* **Passage shown**
The mythology of Wayward Pines isn’t just about what’s happening in the 41st century. On a sunny April day in Vancouver, the set has been dressed to look like present-day Boston for a flashback scene between Theo and Rebecca. The pair have been struggling with their marriage for a while and are squabbling in their kitchen, neither looking happy to be where they are. Rebecca, an architect, is particularly conflicted about a project she had been working on. “What if you made an error of judgment? What if you made a mistake, but had a second chance?” she wonders out loud. Theo is confused. “What’d you get yourself into?” he asks, before she turns away, frustrated.

* **Supplied material**
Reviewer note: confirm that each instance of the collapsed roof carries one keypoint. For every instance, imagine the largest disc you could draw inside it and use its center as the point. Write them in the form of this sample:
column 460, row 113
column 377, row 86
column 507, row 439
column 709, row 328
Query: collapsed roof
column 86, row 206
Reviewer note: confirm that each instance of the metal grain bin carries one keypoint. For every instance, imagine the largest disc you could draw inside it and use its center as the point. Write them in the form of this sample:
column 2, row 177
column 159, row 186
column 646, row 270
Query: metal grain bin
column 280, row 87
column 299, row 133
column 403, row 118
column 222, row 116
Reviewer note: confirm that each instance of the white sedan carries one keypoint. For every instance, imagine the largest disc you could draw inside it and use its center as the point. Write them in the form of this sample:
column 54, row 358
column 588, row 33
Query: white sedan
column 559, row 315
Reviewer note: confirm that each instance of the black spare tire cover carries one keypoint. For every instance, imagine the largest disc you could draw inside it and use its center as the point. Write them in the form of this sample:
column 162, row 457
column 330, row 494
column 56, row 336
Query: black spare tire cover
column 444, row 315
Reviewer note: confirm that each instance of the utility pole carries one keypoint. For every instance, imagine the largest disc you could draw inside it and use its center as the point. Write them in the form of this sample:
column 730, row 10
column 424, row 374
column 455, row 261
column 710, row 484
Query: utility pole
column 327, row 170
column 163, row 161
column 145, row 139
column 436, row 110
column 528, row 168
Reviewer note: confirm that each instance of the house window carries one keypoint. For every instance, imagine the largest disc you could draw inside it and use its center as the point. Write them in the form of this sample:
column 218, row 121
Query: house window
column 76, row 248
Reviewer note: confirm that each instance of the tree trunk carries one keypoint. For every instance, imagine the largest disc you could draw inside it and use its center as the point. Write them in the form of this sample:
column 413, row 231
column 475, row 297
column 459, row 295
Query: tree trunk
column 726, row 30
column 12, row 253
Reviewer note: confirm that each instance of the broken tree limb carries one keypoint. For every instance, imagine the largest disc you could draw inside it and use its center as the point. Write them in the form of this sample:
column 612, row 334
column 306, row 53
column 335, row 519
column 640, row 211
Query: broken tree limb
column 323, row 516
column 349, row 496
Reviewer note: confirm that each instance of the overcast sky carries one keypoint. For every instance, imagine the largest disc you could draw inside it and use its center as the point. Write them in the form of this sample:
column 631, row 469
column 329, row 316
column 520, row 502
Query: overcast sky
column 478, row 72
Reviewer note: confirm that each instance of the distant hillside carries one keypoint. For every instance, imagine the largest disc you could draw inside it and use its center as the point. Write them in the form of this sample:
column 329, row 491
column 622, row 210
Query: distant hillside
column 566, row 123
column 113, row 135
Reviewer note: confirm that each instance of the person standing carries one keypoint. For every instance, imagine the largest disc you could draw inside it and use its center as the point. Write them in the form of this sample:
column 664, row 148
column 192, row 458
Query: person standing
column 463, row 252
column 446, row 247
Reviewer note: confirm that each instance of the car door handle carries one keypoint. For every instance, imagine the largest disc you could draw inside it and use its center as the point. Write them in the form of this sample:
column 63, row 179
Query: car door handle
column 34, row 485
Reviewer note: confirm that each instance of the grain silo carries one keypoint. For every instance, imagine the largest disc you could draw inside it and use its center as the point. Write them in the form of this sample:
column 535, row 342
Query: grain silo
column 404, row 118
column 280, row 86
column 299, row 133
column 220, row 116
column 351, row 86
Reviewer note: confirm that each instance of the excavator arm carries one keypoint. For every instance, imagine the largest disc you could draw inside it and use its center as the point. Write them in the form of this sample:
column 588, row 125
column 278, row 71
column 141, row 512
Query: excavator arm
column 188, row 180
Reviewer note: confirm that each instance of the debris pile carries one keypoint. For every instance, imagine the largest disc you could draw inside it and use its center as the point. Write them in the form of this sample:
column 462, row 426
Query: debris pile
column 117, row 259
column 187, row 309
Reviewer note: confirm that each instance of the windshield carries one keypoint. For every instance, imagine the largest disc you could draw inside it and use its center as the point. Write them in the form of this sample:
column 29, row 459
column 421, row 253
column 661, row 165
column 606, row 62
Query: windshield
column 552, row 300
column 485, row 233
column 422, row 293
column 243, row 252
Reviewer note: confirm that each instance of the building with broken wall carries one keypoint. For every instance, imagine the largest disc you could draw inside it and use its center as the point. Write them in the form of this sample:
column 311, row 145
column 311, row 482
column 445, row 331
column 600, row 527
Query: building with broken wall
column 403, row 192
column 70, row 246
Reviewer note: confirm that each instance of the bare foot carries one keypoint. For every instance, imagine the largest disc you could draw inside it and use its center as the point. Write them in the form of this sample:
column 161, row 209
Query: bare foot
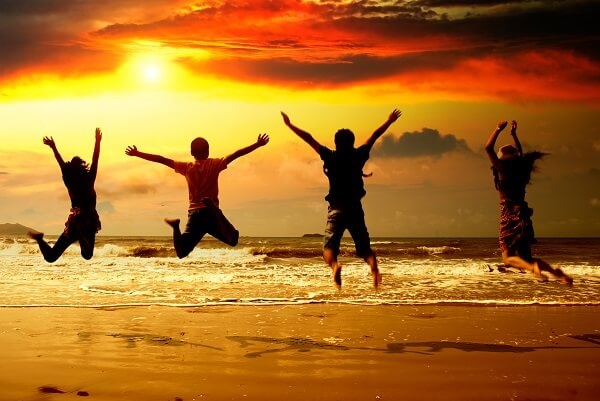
column 36, row 235
column 564, row 277
column 336, row 271
column 376, row 277
column 538, row 273
column 172, row 222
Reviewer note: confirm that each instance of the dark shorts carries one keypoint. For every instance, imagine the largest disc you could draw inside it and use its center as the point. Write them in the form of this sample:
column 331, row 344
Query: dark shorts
column 210, row 220
column 351, row 218
column 516, row 229
column 82, row 224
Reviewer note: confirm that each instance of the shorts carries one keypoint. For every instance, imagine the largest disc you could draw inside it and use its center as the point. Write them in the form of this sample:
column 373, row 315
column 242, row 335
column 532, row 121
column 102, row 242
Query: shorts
column 351, row 218
column 210, row 220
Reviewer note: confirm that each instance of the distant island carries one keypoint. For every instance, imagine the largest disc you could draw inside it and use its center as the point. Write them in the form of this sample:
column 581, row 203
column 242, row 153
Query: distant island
column 13, row 229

* **Work instruction**
In the passage about the Wayward Pines set, what city has the Vancouver set been dressed to look like for the flashback scene?

* **Output below**
Present-day Boston.